Segment Start: The records

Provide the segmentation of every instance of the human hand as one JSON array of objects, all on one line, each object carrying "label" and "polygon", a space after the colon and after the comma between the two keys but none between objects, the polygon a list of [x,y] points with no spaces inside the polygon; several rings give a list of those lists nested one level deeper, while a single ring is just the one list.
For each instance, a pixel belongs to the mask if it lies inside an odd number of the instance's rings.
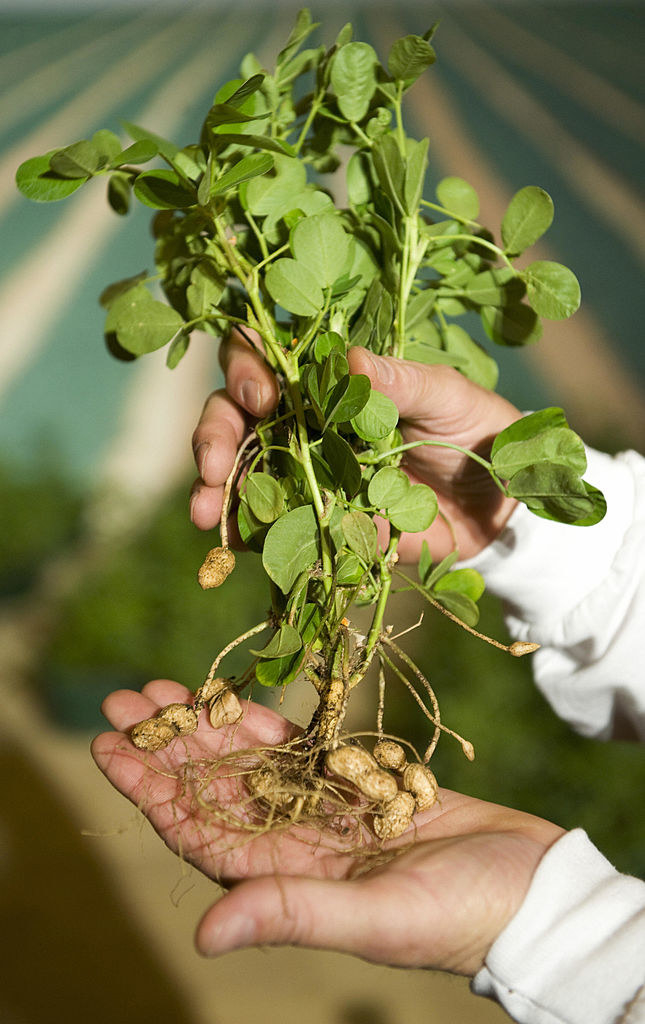
[{"label": "human hand", "polygon": [[[104,713],[128,730],[160,707],[186,701],[177,683],[158,680],[142,693],[117,691]],[[161,838],[206,875],[232,887],[203,917],[198,949],[215,956],[246,946],[297,945],[352,953],[376,963],[473,975],[518,910],[558,826],[521,811],[440,790],[439,801],[386,849],[401,852],[356,874],[356,855],[334,836],[302,826],[236,843],[226,826],[195,813],[182,782],[187,759],[283,742],[294,726],[245,704],[238,726],[212,729],[206,716],[192,736],[157,754],[137,750],[124,732],[92,747],[112,784],[141,808]],[[222,804],[230,780],[211,782]],[[315,840],[315,841],[312,841]]]},{"label": "human hand", "polygon": [[[219,522],[224,482],[248,429],[249,415],[266,416],[278,400],[271,370],[242,337],[233,335],[220,352],[226,389],[210,396],[193,436],[200,478],[193,487],[191,516],[203,530]],[[405,442],[431,438],[487,456],[495,436],[520,417],[500,395],[473,384],[449,366],[376,356],[363,348],[350,349],[348,359],[352,373],[366,374],[376,390],[395,402]],[[402,561],[417,561],[424,540],[433,559],[447,555],[454,542],[446,520],[454,530],[460,557],[470,558],[494,540],[516,504],[482,467],[452,449],[411,449],[402,468],[413,483],[426,483],[435,490],[445,516],[437,517],[424,533],[402,536],[398,547]]]}]

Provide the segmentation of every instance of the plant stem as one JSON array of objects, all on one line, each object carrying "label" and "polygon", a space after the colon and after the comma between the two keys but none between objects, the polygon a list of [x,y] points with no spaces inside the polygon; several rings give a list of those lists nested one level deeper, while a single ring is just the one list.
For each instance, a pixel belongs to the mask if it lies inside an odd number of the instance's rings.
[{"label": "plant stem", "polygon": [[451,448],[453,451],[461,452],[462,455],[467,455],[469,459],[473,460],[473,462],[478,462],[480,466],[484,467],[496,487],[499,488],[504,497],[508,497],[504,484],[495,473],[490,462],[487,462],[486,459],[482,458],[481,455],[478,455],[477,452],[471,451],[470,448],[462,448],[461,445],[451,444],[449,441],[408,441],[407,444],[399,444],[396,448],[390,448],[386,452],[379,452],[378,455],[360,455],[358,456],[358,461],[363,465],[373,465],[374,463],[381,462],[382,459],[388,459],[391,455],[399,455],[400,452],[407,452],[412,448],[422,448],[424,446],[433,448]]}]

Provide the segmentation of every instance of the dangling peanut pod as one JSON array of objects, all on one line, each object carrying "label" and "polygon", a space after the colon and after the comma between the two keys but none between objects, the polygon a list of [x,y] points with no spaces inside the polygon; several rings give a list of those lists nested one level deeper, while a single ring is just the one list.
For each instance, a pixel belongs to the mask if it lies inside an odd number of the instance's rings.
[{"label": "dangling peanut pod", "polygon": [[197,579],[202,590],[220,587],[235,568],[235,555],[230,548],[211,548],[201,566]]}]

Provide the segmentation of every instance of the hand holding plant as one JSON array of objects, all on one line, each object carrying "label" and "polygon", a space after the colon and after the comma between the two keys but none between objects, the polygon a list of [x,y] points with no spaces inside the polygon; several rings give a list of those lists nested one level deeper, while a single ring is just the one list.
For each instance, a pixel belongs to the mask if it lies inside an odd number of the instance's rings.
[{"label": "hand holding plant", "polygon": [[[150,819],[161,838],[231,892],[205,914],[197,946],[215,956],[253,945],[299,945],[352,953],[375,963],[473,975],[522,902],[533,872],[562,829],[522,811],[449,790],[415,818],[414,832],[383,860],[366,840],[361,856],[330,825],[293,825],[279,836],[240,844],[237,825],[195,813],[182,785],[194,765],[248,747],[283,743],[293,726],[256,704],[239,727],[206,721],[185,744],[145,755],[128,742],[133,723],[190,699],[157,680],[142,693],[120,691],[104,705],[118,732],[93,744],[99,767]],[[230,782],[211,780],[204,803],[237,799]],[[394,856],[398,846],[398,855]],[[375,858],[365,872],[365,856]],[[368,866],[370,861],[368,860]]]}]

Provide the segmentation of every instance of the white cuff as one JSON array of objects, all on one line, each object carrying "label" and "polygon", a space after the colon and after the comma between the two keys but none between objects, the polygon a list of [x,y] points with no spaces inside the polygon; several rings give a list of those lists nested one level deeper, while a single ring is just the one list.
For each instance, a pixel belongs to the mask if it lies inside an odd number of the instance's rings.
[{"label": "white cuff", "polygon": [[645,883],[575,829],[542,858],[472,989],[521,1024],[636,1024],[644,980]]}]

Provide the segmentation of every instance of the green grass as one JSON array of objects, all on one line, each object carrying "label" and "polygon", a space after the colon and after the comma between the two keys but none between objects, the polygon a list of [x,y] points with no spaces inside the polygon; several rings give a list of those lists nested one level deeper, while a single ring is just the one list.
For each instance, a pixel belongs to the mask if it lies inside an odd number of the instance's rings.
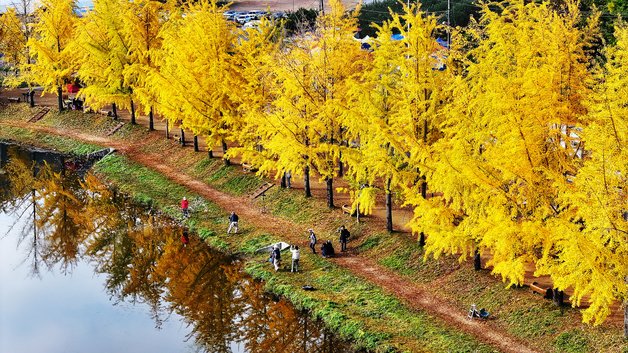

Segment End: The records

→ **Exercise objective**
Copy out every line above without change, dropping the pictures.

→ **Solution to this exercise**
Provide the segmentation of every instance of the human hand as one JSON array of objects, all on one line, each object carrying "label" and "polygon", a space after the colon and after the comma between the two keys but none between objects, the polygon a list of [x,y] points with no spaces inside the polygon; several rings give a list of those lists nested one level deeper, while a single ring is just the one list.
For each instance, a pixel belongs to the mask if it lies inside an odd number of the instance's rings.
[{"label": "human hand", "polygon": [[[104,713],[128,730],[160,707],[186,701],[177,683],[158,680],[142,693],[117,691]],[[161,838],[206,875],[232,887],[203,917],[198,949],[215,956],[246,946],[297,945],[352,953],[376,963],[473,975],[518,910],[558,826],[521,811],[440,790],[439,801],[386,849],[401,852],[356,874],[356,855],[334,836],[302,826],[236,843],[226,826],[195,813],[182,782],[187,759],[283,742],[294,726],[245,704],[238,726],[212,729],[206,716],[192,736],[157,754],[137,750],[124,732],[92,747],[112,784],[141,808]],[[222,804],[230,780],[211,782]],[[315,840],[315,841],[312,841]]]},{"label": "human hand", "polygon": [[[219,522],[224,482],[248,429],[249,415],[266,416],[278,400],[271,370],[242,337],[233,335],[220,352],[226,389],[210,396],[193,436],[200,478],[193,487],[191,516],[203,530]],[[405,442],[431,438],[487,456],[495,436],[520,417],[500,395],[473,384],[449,366],[376,356],[363,348],[350,349],[348,359],[352,373],[366,374],[376,390],[395,402]],[[402,561],[417,561],[424,540],[433,559],[447,555],[454,542],[446,520],[454,530],[460,557],[470,558],[494,540],[516,504],[482,467],[452,449],[411,449],[402,468],[413,483],[426,483],[435,490],[445,516],[437,517],[424,533],[402,536],[398,547]]]}]

Provide the segmentation of every instance of the plant stem as one JSON array of objects, all on one line, each object carrying "label" and "polygon", a space after the colon and after the comma between the two keys but none between objects, the polygon a list of [x,y] points with no spaces inside the polygon; several rings give a list of those lists nested one level deeper, while a single ring is just the one list.
For each instance, a pixel belongs to the mask if it lies inside an odd number of the instance's rings.
[{"label": "plant stem", "polygon": [[451,448],[453,451],[461,452],[462,455],[467,455],[469,459],[473,460],[473,462],[478,462],[480,466],[484,467],[496,487],[499,488],[504,497],[508,497],[504,484],[495,473],[490,462],[487,462],[486,459],[482,458],[481,455],[478,455],[477,452],[471,451],[470,448],[462,448],[461,445],[451,444],[449,441],[408,441],[407,444],[399,444],[396,448],[390,448],[386,452],[379,452],[378,455],[360,455],[358,456],[358,461],[363,465],[373,465],[374,463],[381,462],[382,459],[388,459],[391,455],[399,455],[400,452],[407,452],[412,448],[422,448],[424,446],[433,448]]}]

Provide the segmentation of every instance of the dangling peanut pod as one JSON array of objects, all on one line, each object carrying "label" and "polygon", a space after the colon and after the comma between the two keys but none between objects, the polygon a list of [x,y] points with no spaces inside the polygon; several rings give a list of those lists nested one level deeper, while a single ring is just the one list.
For each instance, a pixel belongs to the mask if it lies inside an odd number of the instance's rings.
[{"label": "dangling peanut pod", "polygon": [[197,579],[202,590],[220,587],[235,568],[235,555],[230,548],[211,548],[201,566]]}]

Provide the segmentation of every instance of the hand holding plant as one JSON array of objects, all on one line, each object carrying "label" and "polygon", a space after the colon and after the comma between the two keys but none between objects, the polygon a list of [x,y] points with no spaces inside the polygon; several rings give a list of those lists nested one level deeper, while a single ring is just the one list.
For each instance, a pixel belongs to the mask if it lies inside an odd number of the instance's rings.
[{"label": "hand holding plant", "polygon": [[[150,819],[161,838],[231,892],[205,914],[197,946],[215,956],[253,945],[299,945],[352,953],[375,963],[473,975],[522,902],[533,872],[562,829],[522,811],[449,790],[415,818],[414,832],[383,860],[366,840],[361,856],[330,825],[293,825],[279,836],[240,844],[237,825],[195,813],[182,785],[194,765],[248,747],[283,743],[293,726],[256,704],[239,727],[206,721],[185,744],[145,755],[128,742],[133,723],[190,699],[157,680],[142,693],[120,691],[104,705],[118,732],[93,744],[99,767]],[[230,782],[211,780],[204,803],[237,799]],[[394,856],[398,846],[398,855]],[[375,858],[365,872],[365,856]],[[368,866],[370,861],[368,860]]]}]

Provide the segmentation of every instance of the white cuff as one JSON array of objects, all on one line, each object carrying "label" and "polygon", a space after the colon and after the comma between the two keys but none between objects, the polygon a list of [x,y] points with no spaces inside the polygon; several rings give a list of those lists nested one level deeper, while a single ring is just the one list.
For each instance, a pixel belongs to the mask if it lies inside an odd number of the instance's rings.
[{"label": "white cuff", "polygon": [[645,883],[575,829],[542,858],[472,989],[521,1024],[636,1024],[644,980]]}]

Provide the segmentation of every instance of the green grass as one JSON array of objects, all on one line, each object carrying "label" and "polygon", a space after the colon and after the comma between the two keys but none between objects, the polygon a list of [x,y] points with no spaces inside the polygon; several rings give a list of those lists nested one level deeper, while a single ring is just the one list.
For each instance, a pixel belongs to the mask if it lies inside an odd number of the instance's rings.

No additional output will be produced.